EXERCISE: Extend the daily reflections on aging and Quaker spirituality, picking up right after their final passage.
*** Opening READING TEXT ***
Aging and Quaker Spirituality

March 2026: Friends share their experiences aging with intention. We read about older people living life in wholeness and joy, embracing quiet years, finding the spiritual dimension of illness and pain, grappling with their fear of death, and finding satisfying ways to share their wisdom.

February 23, 2026

The richest light of all

“Late light, photographers tell us, is the richest light of all. In the hour before the sun sets, it imbues the landscape with depth and warmth. This is a dynamic and fleeting time. So too, in the last years of your life, your inner light begins to shift. New wavelengths prevail, slower and more beautiful. You can approach your life with greater clarity and tenderness.”
February 24, 2026

A miraculous window of opportunity

I hope you sense what a glorious future awaits you in old age. No longer will you dread the evening of life as a time of unremitting suffering and futility, but as an opportunity for continued growth in consciousness and service to humanity. What a vista, what a wonderful adventure, what a miraculous window of opportunity awaits us in old age!
February 25, 2026

Old age is a great blessing

“Old age is a great blessing, notwithstanding all the sufferings incident to it; for they are like harbingers, to bid us prepare.”
February 26, 2026

Opportunities in older adulthood

“Growing old, even when that means facing physical or other changes, can help us focus on what is essential. As we age, our perspective on what has meaning is refined. When we slow down, whether because of physical changes or by choice, we often become more contemplative. We may want to share memories and stories, to forgive or be forgiven, to express gratitude, to focus on our most essential values. Older adulthood offers the opportunity to model peace.”
February 27, 2026

The intense focus of my life

“There are fewer and fewer things that truly matter. The years have accumulated such a store of inner lasting value that I no longer feel the weight of the perishable…. My life is becoming intensely focused on presence and Presence.”
February 28, 2026

Finding meaning in your story

“In the end, people don’t view their life as merely the average of all its moments—which, after all, is mostly nothing much plus some sleep. For human beings, life is meaningful because it is a story. A story has a sense of a whole, and its arc is determined by the significant moments, the ones where something happens.”
March 1, 2026

Answering a call you never thought possible

“In old age, a person may give birth to new things, in ways that seemed laughable when he or she was young. We strive in our youth for what we want from life. As we mature and grow in our spiritual journeys, we come to understand that what we desire may not accord with God’s will for us.”
March 2, 2026

Take time for joy

“In the end, people don’t view their life as merely the average of all its moments—which, after all, is mostly nothing much plus some sleep. For human beings, life is meaningful because it is a story. A story has a sense of a whole, and its arc is determined by the significant moments, the ones where something happens.”
*** Closing READING TEXT ***
*** Opening PROVIDED MATERIAL ***
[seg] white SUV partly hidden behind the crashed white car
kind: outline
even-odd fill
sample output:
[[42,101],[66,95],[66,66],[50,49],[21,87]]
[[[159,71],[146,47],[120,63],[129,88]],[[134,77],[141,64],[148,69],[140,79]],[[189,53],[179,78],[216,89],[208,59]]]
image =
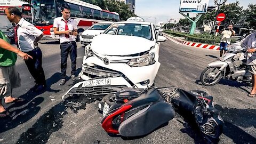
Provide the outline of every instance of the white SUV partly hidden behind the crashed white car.
[[98,23],[95,23],[90,28],[83,31],[83,33],[79,37],[81,44],[84,44],[84,45],[90,44],[94,36],[97,36],[103,33],[112,23],[113,22],[110,22],[110,21],[98,22]]

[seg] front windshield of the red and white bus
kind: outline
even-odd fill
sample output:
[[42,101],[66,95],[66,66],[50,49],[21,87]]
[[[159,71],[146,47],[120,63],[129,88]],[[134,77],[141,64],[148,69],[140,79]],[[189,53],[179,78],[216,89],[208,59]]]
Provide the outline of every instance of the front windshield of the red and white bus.
[[55,2],[52,0],[31,0],[34,23],[36,25],[52,25],[57,17]]

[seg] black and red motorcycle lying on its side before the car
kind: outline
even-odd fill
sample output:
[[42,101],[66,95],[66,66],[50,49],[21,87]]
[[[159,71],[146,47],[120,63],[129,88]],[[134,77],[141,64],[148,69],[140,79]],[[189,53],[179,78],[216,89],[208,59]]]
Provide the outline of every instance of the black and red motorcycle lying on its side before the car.
[[101,124],[108,133],[124,137],[145,135],[174,117],[172,106],[193,115],[207,143],[219,141],[224,122],[214,108],[213,97],[203,91],[187,92],[177,87],[124,88],[108,94],[99,103],[104,116]]

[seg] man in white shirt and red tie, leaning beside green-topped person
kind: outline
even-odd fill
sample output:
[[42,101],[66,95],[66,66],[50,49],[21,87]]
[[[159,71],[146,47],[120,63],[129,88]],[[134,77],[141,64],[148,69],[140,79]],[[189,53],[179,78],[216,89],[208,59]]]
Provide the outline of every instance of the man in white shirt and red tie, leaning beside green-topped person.
[[43,37],[43,32],[22,18],[22,13],[16,7],[8,7],[5,14],[10,22],[14,22],[14,38],[17,47],[33,57],[25,61],[30,74],[35,79],[35,86],[30,90],[39,92],[46,88],[44,70],[42,67],[42,51],[38,47],[38,41]]

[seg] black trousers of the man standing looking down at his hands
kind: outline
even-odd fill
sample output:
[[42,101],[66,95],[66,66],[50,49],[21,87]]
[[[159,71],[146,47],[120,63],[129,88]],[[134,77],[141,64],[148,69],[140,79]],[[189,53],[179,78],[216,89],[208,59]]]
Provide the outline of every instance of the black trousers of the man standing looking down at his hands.
[[71,60],[71,75],[75,75],[76,73],[76,42],[71,43],[62,43],[60,44],[60,55],[61,55],[61,78],[65,79],[67,77],[66,71],[67,71],[67,60],[68,60],[68,54],[70,55]]

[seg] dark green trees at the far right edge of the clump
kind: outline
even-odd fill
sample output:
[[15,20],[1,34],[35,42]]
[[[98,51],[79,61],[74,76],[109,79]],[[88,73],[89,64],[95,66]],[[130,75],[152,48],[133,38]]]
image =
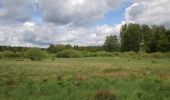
*** Closing PROVIDED MATERIAL ***
WRITTEN ANSWER:
March 3, 2026

Joy is a fruit of the spirit

“It is very hard to find anything joyful if you are suffering grief, loss, pain or sadness. However, joy can emerge as a result of our faith; it is one of the “fruits of the spirit”. For Quakers, this can mean silent worship or prayer, either individually or in a group. We seek to come closer to the Spirit and to be open to Divine Guidance. As a result of worship, many of us feel deep connection to each other, to society, to the universe.”
March 4, 2026

God is Change

“All that you touch You Change. All that you Change Changes you. The only lasting truth Is Change. God is Change.”
March 5, 2026

The last time I was arrested

“I pray most for courage, especially as I get older and my bones can be broken more easily. The last time I was arrested, the roadway that I lay on was extremely hard, and I didn’t know what the police… might have in their minds.”
March 6, 2026

Your one wild and precious life

Who made the world? / Who made the swan, and the black bear? / Who made the grasshopper? / This grasshopper, I mean— / the one who has flung herself out of the grass, / the one who is eating sugar out of my hand, / who is moving her jaws back and forth instead of up and down— / who is gazing around with her enormous and complicated eyes.
March 7, 2026

How to measure your experiences

“We must be confident that there is still more ‘life’ to be ‘lived’ and yet more heights to be scaled. The tragedy of middle age is that, so often, men and women cease to press ‘towards the goal of their high calling’. They cease learning, cease growing; they give up and resign from life. As wisdom dawns with age, we begin to measure our experiences not by what life gives to us, not by the things withheld from us, but by their power to help us to grow in spiritual wisdom.”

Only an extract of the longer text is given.